◆ Extracted data entries
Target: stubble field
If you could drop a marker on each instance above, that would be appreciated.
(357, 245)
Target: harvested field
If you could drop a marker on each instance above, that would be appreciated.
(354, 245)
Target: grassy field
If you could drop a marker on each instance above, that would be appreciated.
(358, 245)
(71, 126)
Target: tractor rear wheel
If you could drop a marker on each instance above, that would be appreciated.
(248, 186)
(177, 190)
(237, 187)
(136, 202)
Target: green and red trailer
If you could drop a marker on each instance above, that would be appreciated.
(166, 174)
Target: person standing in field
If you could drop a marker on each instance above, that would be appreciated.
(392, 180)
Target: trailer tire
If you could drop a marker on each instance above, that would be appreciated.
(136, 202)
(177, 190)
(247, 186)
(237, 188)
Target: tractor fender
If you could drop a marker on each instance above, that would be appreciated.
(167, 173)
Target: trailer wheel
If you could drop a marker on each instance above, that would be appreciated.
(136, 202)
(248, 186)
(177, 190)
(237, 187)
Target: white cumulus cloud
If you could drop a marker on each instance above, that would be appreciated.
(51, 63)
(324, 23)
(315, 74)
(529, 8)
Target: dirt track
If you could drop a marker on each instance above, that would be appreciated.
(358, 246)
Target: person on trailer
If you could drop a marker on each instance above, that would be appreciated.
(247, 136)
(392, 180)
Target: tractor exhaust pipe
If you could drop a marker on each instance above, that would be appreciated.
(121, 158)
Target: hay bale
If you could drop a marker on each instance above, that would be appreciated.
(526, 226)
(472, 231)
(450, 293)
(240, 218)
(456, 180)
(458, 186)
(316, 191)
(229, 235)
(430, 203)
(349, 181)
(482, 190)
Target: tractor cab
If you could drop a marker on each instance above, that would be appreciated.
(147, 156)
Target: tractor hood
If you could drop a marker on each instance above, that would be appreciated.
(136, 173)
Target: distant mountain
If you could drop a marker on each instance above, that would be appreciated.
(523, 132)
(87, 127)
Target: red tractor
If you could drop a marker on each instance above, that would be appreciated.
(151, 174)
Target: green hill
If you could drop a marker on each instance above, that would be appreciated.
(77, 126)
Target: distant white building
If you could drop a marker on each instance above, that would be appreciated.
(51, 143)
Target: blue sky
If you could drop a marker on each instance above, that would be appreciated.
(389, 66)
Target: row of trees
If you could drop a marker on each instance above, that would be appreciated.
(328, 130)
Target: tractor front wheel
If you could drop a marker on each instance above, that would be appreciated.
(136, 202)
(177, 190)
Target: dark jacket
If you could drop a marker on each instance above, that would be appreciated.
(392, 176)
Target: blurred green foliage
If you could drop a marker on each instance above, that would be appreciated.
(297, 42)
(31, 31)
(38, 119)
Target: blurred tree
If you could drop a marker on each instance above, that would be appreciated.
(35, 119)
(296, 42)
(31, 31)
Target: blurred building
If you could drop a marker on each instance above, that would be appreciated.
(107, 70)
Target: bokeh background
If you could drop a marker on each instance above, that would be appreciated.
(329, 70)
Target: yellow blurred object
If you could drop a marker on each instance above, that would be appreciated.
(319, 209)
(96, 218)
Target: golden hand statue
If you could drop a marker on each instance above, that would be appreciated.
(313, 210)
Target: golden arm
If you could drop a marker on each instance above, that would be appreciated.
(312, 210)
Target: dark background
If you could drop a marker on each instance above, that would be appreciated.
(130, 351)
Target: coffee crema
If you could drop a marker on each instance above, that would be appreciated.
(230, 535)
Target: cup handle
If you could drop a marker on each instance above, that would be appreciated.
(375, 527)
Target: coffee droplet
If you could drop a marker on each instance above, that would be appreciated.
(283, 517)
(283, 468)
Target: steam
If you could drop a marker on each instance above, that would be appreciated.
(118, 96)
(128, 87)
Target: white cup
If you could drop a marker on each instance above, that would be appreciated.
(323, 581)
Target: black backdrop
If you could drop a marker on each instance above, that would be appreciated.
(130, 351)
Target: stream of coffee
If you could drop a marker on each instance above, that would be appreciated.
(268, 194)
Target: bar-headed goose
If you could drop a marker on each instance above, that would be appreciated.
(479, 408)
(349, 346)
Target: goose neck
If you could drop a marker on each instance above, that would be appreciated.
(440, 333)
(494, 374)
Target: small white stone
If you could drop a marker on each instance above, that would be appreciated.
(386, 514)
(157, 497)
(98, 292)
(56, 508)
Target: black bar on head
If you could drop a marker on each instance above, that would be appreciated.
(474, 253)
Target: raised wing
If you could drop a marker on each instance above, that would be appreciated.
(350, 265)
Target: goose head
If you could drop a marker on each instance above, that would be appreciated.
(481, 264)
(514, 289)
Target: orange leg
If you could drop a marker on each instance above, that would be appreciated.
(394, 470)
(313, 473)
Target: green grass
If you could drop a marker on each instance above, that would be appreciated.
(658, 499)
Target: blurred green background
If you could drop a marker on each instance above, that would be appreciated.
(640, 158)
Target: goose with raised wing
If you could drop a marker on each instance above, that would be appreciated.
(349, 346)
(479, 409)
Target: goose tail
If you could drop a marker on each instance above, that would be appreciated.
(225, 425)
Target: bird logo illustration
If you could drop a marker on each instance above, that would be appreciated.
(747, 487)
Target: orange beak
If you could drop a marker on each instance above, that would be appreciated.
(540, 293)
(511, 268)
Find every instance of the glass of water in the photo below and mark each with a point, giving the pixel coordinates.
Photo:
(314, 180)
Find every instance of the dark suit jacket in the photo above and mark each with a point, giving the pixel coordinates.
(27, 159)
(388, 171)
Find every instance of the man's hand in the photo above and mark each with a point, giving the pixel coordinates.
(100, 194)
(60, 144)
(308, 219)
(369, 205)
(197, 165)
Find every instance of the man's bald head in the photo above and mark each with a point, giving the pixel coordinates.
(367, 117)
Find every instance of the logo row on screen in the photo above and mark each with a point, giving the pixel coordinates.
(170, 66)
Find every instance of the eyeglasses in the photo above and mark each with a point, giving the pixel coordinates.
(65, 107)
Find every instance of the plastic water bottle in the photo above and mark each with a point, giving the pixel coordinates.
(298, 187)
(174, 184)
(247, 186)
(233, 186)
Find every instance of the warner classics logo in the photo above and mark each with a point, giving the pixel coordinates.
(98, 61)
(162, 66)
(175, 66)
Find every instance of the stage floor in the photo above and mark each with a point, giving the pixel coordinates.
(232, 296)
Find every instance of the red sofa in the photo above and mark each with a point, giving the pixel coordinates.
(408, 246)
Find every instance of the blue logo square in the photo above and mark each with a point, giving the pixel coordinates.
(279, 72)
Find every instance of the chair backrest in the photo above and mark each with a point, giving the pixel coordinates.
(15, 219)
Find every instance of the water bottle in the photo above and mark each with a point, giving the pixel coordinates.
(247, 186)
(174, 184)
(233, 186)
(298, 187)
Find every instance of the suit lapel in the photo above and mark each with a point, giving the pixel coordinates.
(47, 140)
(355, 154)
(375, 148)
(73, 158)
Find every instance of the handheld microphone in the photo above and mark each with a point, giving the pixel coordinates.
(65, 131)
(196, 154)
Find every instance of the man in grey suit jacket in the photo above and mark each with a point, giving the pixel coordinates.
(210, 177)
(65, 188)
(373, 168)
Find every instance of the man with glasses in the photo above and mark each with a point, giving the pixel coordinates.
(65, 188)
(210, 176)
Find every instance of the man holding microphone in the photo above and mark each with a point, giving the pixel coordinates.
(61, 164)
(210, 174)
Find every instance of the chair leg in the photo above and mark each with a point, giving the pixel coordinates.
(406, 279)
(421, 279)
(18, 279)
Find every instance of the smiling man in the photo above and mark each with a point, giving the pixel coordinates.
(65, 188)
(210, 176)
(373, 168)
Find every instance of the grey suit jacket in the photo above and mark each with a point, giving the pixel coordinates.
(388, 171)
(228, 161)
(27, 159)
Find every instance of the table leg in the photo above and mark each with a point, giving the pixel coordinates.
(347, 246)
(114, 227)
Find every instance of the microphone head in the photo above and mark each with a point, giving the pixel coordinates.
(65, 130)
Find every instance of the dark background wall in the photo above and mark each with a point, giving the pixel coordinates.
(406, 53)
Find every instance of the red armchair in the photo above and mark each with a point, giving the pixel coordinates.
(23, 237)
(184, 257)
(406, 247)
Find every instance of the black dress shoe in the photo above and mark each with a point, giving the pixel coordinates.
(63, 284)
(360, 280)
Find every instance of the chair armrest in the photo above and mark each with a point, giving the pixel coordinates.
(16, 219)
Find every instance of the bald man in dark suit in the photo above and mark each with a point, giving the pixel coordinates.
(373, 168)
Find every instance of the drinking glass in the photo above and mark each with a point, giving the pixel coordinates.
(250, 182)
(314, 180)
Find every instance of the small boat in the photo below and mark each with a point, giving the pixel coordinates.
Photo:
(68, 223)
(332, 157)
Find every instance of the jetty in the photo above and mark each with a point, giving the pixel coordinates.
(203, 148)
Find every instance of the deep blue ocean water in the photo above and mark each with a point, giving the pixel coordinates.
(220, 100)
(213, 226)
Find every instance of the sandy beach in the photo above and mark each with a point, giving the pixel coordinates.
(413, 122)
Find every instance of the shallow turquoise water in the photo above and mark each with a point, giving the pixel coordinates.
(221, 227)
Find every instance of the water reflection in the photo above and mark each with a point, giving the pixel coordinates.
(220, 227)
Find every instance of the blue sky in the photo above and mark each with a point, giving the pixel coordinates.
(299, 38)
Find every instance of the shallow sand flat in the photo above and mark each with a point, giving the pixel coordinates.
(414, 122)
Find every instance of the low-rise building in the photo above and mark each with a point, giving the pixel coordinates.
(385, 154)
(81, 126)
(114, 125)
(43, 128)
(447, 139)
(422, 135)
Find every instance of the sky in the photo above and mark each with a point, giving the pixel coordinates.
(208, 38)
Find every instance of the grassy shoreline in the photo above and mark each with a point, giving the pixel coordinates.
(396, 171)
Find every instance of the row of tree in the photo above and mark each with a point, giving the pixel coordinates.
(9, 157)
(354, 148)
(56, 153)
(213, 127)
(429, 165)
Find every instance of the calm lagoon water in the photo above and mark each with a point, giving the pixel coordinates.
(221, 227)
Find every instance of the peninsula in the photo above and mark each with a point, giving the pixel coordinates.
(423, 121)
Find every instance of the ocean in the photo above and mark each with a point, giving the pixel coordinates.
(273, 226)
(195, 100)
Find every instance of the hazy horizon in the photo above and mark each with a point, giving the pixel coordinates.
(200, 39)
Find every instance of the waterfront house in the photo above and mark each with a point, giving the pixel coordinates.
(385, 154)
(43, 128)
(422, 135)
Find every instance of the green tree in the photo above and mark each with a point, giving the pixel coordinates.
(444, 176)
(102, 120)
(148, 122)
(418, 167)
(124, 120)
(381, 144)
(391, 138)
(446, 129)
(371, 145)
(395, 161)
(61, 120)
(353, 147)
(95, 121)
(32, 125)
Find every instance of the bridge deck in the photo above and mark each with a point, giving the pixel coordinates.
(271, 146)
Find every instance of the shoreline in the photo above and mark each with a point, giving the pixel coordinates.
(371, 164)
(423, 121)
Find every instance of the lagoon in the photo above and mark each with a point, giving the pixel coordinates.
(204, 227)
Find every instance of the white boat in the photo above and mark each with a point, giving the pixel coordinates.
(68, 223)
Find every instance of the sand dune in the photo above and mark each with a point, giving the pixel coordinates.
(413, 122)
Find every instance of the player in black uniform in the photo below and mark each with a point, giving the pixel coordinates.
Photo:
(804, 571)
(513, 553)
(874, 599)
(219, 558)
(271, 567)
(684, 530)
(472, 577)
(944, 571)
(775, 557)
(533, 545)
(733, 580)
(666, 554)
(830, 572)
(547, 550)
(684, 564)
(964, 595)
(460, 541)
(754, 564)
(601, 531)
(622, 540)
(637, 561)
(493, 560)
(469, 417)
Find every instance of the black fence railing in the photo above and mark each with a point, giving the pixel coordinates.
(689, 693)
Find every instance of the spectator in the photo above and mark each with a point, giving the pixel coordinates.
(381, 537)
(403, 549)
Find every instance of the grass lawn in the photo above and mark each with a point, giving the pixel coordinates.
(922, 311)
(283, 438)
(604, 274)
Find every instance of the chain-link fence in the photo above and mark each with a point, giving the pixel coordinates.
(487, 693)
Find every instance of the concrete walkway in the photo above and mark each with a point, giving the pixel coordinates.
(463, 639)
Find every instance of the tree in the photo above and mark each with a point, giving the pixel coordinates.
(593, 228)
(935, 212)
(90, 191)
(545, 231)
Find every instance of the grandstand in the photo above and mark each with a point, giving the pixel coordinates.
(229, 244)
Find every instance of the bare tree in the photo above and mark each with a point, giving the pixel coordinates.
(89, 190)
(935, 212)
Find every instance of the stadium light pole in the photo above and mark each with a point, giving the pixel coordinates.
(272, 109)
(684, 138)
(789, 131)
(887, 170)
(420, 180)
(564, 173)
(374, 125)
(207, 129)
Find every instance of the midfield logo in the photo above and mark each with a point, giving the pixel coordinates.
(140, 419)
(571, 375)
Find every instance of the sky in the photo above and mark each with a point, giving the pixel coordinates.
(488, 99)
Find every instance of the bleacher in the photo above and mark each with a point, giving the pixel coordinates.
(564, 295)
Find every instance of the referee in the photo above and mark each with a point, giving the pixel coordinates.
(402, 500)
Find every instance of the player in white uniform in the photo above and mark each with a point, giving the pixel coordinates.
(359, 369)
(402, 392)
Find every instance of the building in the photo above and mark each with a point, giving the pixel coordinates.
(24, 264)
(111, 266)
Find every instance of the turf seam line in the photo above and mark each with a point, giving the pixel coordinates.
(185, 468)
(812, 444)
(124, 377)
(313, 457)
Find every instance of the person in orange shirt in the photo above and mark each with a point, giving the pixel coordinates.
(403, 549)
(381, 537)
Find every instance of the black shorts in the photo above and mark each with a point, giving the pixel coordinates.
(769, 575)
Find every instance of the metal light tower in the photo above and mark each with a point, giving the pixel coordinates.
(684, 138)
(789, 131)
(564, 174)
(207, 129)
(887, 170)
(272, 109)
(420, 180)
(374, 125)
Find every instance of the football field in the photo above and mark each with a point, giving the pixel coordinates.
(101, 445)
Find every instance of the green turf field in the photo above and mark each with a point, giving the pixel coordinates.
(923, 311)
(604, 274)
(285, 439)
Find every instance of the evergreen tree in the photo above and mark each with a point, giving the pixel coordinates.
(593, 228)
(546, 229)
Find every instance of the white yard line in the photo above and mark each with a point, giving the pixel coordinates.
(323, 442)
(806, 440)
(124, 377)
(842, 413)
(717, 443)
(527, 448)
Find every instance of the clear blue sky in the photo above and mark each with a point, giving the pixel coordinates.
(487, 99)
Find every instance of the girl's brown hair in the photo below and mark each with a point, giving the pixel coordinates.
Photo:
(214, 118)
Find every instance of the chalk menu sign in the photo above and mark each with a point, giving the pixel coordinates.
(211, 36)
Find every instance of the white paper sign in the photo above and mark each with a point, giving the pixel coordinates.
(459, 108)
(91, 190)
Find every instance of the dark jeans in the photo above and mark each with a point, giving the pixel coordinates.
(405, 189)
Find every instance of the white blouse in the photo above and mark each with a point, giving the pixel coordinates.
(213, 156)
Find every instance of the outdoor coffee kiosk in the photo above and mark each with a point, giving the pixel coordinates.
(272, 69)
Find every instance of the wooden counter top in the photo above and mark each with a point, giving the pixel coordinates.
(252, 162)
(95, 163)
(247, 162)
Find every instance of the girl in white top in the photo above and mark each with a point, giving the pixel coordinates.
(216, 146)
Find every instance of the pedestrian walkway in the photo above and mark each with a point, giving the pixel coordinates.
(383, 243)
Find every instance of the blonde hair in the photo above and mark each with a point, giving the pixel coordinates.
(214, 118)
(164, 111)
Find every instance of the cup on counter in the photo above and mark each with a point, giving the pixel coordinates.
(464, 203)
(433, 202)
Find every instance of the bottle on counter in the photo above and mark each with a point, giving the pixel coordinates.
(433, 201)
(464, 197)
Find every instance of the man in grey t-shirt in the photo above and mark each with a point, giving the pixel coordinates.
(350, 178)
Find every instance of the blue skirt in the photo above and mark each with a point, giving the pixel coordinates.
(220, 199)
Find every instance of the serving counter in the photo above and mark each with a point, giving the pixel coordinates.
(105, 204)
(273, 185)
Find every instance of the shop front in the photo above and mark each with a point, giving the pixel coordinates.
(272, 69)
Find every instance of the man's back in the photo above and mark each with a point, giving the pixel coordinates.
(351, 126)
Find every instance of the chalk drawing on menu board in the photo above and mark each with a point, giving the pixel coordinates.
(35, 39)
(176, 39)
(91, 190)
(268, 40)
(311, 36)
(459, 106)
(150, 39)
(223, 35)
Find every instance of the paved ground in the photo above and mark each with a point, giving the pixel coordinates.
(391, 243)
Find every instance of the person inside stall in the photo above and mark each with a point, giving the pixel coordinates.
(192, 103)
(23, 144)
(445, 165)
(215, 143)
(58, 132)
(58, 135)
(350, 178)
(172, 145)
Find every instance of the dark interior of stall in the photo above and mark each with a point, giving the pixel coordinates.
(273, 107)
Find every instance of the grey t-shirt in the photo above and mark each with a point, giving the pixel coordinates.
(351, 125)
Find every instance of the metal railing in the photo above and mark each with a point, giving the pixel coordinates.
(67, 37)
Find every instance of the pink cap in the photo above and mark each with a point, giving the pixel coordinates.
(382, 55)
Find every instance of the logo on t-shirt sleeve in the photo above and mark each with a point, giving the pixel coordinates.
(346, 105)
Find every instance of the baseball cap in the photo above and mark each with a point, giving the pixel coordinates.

◆ What is asked
Repeat exactly the lines above from the line that contains "Find every instance of the shop" through the end. Include both of these ends; leave out everything else.

◆ Task result
Find every instance of the shop front in the photo above and mark each with a point, giving the pixel coordinates.
(272, 69)
Find every instance of the man's back in the photo above and mark each with a point, giving the pixel coordinates.
(351, 126)
Find every instance of the chalk drawing on menu board in the photo above and mark each with a point, giving the pixel coordinates.
(35, 39)
(176, 39)
(91, 190)
(268, 40)
(311, 36)
(459, 106)
(150, 39)
(223, 35)
Find every instance of the paved ground in the photo above and mark each with a point, giving the pixel coordinates.
(391, 243)
Find every instance of the person inside stall in the photo above and mark each with a point, giving the pixel coordinates.
(192, 103)
(23, 144)
(445, 165)
(215, 143)
(58, 132)
(58, 135)
(350, 178)
(172, 145)
Find every instance of the dark interior of stall in the photo above and mark each with a point, giving the pixel coordinates.
(273, 107)
Find every instance of the grey t-shirt in the photo above and mark each with a point, giving the pixel coordinates.
(351, 125)
Find every instance of the metal railing in the photo above and mark each with a point, giving the pixel coordinates.
(67, 37)
Find every instance of the pink cap in the photo above and mark each with a point, giving the pixel coordinates.
(382, 55)
Find every instance of the logo on t-shirt sleeve in the photo above and mark each with a point, giving the pixel coordinates.
(346, 105)
Find every instance of the baseball cap in the photo above and mark each with a point, giving the pixel coordinates.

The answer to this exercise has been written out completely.